* [PAGE EXCERPT]
+ + +

The next three honorees were Toby Carlow, Kanyen Mousseau Begay and Autumn Zimiga. All three girls qualified for the Class A State Golf meet in a COVID compromised spring marked by bad weather conditions. Golf excellence in Lakota Country is surprising given the lack of proper facilities and the expenses incurred learning the game. But Lance Christiansen at Little Wound was state champion, and White River was also state team champion some years back so Lakota golfers persevere, and find a way to hone their skills and compete at the highest level.

Honoree Irene “Pee Wee” Fast Wolf., according to the proclamation, “served the students and staff at American Horse School as an educator from August 9, 1965, to May of 2021. She reached thousands of students over her 56 years of service” The tribe also awarded Fast Wolf with a $1000 honorarium.

Bud Waters was also slated to be honored, but as he was in the hospital and the family requested that his honoring be scheduled for another council meeting. Waters was to be honored for 30 years of service to the BIA and the tribe at the Land Operations Department, Oglala Sioux Rural Water Supply System and as a Field technician for the OST Land Office.

The last honoree was Mario Gonzalez, tribal attorney. Councilman Mike Carlow, Sr., gave an introduction: “Today I think we have the greatest Native American lawyer in all of Indian Country. He takes great pride in all the accomplishments that he does in the name of the Oglala Sioux Tribe. He’s an example, not only to members of our tribe, but outside membership for the leadership that he does and he’s a leader all across Indian country with a lot of the documents that he provides them to assist them in whatever areas that they are needing assistance in. I hope Mr. Gonzalez doesn’t think this is a retirement party that we are throwing for him, because it’s not. We want him to continue working for the tribe because of his dedication.”

Gonzalez opened his acceptance speech with, “I would like to donate two hundred dollars to the drummers. Wopila”

Councilman Craig Dillon made a motion to award Gonzalez $1000 for his years of service, and the motion passed.

+ + +

* [SOURCE DATA]
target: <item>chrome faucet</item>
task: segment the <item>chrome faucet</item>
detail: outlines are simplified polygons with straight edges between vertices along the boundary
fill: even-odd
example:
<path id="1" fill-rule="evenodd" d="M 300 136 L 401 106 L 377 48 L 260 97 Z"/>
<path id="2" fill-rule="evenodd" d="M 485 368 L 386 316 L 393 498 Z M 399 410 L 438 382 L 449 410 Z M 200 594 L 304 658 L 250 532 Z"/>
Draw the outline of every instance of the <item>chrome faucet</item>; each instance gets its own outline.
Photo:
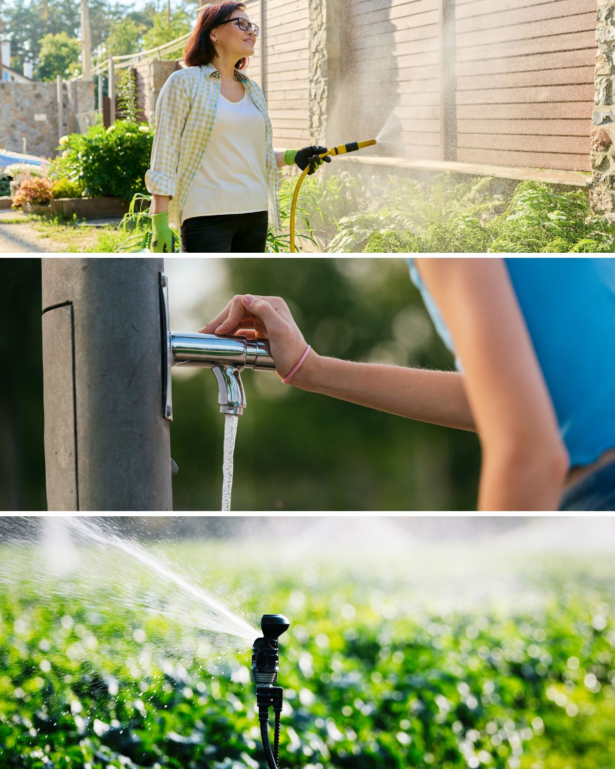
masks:
<path id="1" fill-rule="evenodd" d="M 246 401 L 240 375 L 242 369 L 275 371 L 267 339 L 171 331 L 169 345 L 171 366 L 200 366 L 213 371 L 222 414 L 244 413 Z"/>

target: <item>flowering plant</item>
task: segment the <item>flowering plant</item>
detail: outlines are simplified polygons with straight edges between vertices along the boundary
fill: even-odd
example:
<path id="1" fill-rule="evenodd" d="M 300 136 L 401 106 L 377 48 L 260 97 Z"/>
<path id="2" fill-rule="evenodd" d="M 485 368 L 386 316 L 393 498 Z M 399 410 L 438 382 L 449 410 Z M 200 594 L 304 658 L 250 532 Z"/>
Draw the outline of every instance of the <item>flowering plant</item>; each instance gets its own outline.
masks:
<path id="1" fill-rule="evenodd" d="M 42 176 L 41 167 L 34 163 L 12 163 L 5 168 L 5 173 L 15 181 L 22 181 L 34 176 Z"/>
<path id="2" fill-rule="evenodd" d="M 50 179 L 35 178 L 25 179 L 13 198 L 12 208 L 17 208 L 26 203 L 47 203 L 53 197 L 53 182 Z"/>

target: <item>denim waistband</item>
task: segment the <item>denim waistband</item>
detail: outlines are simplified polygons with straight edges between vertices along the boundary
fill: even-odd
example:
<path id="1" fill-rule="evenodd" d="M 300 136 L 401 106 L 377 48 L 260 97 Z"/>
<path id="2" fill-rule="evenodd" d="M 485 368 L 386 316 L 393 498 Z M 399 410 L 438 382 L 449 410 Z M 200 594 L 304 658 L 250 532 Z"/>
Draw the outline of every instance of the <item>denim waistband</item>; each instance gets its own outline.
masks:
<path id="1" fill-rule="evenodd" d="M 560 510 L 615 511 L 615 459 L 567 489 Z"/>

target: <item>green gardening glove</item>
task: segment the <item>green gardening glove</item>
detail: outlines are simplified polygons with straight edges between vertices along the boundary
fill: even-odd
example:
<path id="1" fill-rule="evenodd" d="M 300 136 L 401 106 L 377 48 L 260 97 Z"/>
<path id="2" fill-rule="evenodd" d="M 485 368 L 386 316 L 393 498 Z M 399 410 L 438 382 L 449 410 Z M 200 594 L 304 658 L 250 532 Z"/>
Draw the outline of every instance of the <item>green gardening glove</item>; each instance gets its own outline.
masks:
<path id="1" fill-rule="evenodd" d="M 287 165 L 294 164 L 301 171 L 304 171 L 309 165 L 310 170 L 308 171 L 308 175 L 311 176 L 318 166 L 322 165 L 323 162 L 331 163 L 331 155 L 327 155 L 326 158 L 319 157 L 326 151 L 326 147 L 321 147 L 318 145 L 301 147 L 301 149 L 288 149 L 284 154 L 284 161 Z"/>
<path id="2" fill-rule="evenodd" d="M 173 253 L 173 233 L 166 211 L 151 215 L 151 251 L 155 254 Z"/>

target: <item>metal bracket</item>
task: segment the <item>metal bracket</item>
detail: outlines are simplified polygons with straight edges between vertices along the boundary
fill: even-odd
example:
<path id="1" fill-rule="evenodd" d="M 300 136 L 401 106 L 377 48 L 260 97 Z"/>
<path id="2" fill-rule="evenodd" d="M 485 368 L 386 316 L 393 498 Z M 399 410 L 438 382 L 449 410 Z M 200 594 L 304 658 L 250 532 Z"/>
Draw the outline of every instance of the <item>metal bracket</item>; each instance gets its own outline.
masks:
<path id="1" fill-rule="evenodd" d="M 160 273 L 160 315 L 162 325 L 162 416 L 173 421 L 173 399 L 171 393 L 171 324 L 168 314 L 168 278 Z"/>

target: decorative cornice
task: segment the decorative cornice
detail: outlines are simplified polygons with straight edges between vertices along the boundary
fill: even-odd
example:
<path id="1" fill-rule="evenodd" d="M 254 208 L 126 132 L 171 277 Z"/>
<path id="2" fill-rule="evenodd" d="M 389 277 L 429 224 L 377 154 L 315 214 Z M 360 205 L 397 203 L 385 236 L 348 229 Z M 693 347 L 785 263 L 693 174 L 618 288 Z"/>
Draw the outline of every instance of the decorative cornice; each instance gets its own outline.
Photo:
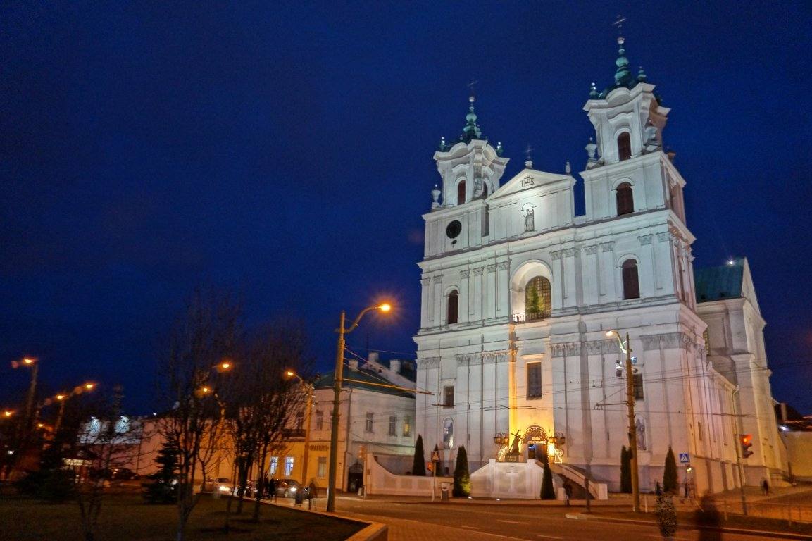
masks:
<path id="1" fill-rule="evenodd" d="M 417 359 L 417 368 L 437 368 L 440 366 L 440 357 L 427 357 L 425 359 Z"/>

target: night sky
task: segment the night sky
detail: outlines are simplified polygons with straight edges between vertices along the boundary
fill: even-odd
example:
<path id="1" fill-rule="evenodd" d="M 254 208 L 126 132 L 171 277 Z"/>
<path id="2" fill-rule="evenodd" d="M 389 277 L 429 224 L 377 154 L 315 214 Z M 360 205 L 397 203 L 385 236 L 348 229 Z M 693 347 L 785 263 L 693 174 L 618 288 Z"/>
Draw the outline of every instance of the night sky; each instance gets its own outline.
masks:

+ + +

* [REQUIREMENT 1] In the tribal council honors excerpt, how many years did Irene "Pee Wee" Fast Wolf serve at American Horse School?
* [REQUIREMENT 2] Transcribe the tribal council honors excerpt, starting at the words "The next three" and stopping after the words "a $1000 honorarium.".

* [RESPONSE BOX 1] 56 years.

* [RESPONSE BOX 2]
The next three honorees were Toby Carlow, Kanyen Mousseau Begay and Autumn Zimiga. All three girls qualified for the Class A State Golf meet in a COVID compromised spring marked by bad weather conditions. Golf excellence in Lakota Country is surprising given the lack of proper facilities and the expenses incurred learning the game. But Lance Christiansen at Little Wound was state champion, and White River was also state team champion some years back so Lakota golfers persevere, and find a way to hone their skills and compete at the highest level.

Honoree Irene “Pee Wee” Fast Wolf., according to the proclamation, “served the students and staff at American Horse School as an educator from August 9, 1965, to May of 2021. She reached thousands of students over her 56 years of service” The tribe also awarded Fast Wolf with a $1000 honorarium.